### GIVEN TASK
Everything from the line that holds "For every instance of the rear windshield" through the end of the data below should be output exactly, both ends included.
.....
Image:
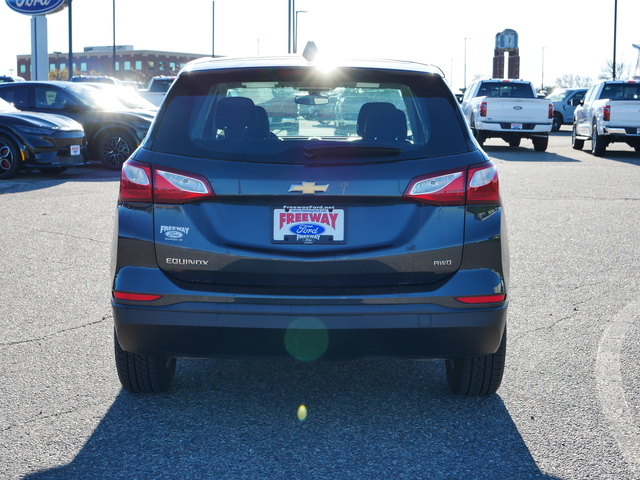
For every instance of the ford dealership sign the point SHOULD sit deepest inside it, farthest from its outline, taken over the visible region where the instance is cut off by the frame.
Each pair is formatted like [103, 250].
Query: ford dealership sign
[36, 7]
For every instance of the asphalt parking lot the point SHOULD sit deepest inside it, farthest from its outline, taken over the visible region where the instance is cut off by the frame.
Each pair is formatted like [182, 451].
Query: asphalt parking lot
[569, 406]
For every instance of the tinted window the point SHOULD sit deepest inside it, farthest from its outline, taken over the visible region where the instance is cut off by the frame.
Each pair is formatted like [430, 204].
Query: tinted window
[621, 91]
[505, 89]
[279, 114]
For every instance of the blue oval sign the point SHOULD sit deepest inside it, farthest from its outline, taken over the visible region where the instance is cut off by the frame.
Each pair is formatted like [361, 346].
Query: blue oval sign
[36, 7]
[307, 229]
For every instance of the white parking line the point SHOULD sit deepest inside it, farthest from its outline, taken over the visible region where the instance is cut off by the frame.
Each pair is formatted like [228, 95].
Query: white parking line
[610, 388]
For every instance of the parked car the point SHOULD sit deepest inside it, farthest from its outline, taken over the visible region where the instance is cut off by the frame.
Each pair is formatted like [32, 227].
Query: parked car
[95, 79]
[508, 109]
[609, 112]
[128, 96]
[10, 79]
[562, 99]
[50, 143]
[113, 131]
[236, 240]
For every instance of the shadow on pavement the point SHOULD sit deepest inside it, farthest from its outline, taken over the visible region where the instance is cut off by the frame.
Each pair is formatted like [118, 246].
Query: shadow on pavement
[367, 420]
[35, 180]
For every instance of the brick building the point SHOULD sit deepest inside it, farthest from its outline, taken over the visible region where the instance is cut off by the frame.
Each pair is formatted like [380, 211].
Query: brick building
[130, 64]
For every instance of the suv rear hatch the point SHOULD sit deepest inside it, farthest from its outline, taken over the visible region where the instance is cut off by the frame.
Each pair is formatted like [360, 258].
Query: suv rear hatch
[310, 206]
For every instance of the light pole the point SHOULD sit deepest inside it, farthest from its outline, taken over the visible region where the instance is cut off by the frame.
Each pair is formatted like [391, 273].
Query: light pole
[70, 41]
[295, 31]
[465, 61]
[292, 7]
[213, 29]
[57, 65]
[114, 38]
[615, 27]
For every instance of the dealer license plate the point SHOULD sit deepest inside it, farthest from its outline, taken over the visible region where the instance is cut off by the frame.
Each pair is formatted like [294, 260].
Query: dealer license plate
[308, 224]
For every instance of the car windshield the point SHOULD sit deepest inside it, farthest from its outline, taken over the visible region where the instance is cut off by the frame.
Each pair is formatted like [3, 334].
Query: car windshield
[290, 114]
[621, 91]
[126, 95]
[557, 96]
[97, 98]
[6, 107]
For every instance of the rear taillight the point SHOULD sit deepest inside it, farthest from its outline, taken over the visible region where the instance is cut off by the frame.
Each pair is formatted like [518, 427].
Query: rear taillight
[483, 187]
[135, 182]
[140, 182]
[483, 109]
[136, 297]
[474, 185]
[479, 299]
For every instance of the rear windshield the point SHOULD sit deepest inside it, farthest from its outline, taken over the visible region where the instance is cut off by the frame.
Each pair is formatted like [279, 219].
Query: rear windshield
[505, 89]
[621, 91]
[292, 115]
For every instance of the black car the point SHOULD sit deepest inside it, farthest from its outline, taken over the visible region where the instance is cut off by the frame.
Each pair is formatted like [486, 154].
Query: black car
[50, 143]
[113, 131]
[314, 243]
.....
### IN RESPONSE
For every instance of the rear windshield the point SHOULD sit deepest inside it, farthest from its outline, taken over the visible region where the instance is cut off by the frame.
Each pair is formatted like [279, 219].
Query: rear windshield
[505, 89]
[621, 91]
[292, 115]
For every instance of the black car the point SHOULD sit deepest inside it, farthest from its outline, taken over the visible region where the instance is cut off by the frame.
Each pair is formatted like [486, 154].
Query: black car
[50, 143]
[113, 131]
[314, 243]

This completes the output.